#### ASSIGNMENT:
Go through the listing below and report how many lines contain the word "white"; write no other words.

#### DATA SUPPLIED:
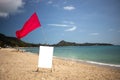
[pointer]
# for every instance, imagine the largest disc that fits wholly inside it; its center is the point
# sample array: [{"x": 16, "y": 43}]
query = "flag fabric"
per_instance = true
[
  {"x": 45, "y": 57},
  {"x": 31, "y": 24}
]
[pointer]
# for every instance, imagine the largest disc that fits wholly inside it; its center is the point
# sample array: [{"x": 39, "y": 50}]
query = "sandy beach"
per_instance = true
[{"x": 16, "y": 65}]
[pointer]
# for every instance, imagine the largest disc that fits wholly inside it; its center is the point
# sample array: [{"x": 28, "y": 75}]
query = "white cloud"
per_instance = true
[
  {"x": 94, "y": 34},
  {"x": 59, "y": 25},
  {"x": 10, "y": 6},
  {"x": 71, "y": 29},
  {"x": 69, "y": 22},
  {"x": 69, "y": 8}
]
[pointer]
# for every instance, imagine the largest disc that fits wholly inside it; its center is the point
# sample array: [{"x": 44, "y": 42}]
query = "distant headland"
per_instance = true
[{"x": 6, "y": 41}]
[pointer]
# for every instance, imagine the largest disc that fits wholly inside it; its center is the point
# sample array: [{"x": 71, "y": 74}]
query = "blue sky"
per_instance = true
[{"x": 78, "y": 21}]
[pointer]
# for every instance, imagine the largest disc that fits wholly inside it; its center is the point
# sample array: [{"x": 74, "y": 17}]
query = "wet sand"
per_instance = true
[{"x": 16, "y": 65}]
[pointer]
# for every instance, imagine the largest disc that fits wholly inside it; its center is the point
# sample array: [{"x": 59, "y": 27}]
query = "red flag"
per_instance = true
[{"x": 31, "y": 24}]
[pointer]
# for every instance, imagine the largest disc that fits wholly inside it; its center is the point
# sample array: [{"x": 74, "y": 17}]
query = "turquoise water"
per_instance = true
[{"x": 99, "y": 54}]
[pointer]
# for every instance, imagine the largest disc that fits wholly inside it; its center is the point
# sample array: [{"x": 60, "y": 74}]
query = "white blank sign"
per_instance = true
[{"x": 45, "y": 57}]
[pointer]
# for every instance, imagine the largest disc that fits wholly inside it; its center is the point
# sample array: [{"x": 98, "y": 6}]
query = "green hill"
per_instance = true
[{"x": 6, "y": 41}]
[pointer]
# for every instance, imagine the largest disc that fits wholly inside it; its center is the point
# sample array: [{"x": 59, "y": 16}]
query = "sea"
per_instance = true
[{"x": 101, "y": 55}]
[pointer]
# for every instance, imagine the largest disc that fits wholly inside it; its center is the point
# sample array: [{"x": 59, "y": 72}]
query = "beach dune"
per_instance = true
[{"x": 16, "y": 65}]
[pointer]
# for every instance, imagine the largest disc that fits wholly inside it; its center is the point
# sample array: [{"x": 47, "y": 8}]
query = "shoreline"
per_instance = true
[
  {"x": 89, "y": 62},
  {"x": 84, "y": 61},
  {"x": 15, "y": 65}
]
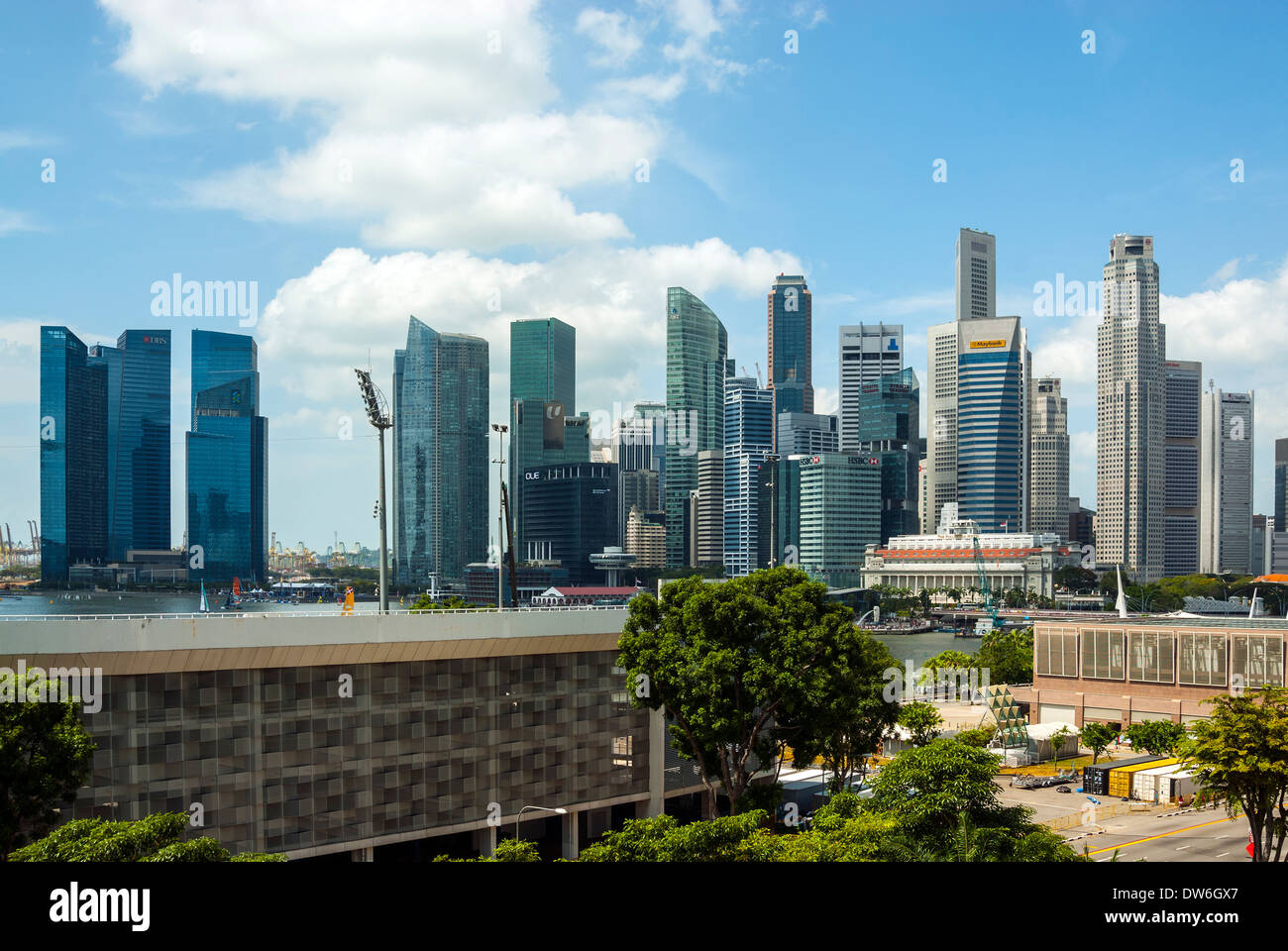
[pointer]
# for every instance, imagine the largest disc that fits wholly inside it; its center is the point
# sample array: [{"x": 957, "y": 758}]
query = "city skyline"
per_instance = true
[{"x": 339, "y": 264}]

#### RESULT BELOW:
2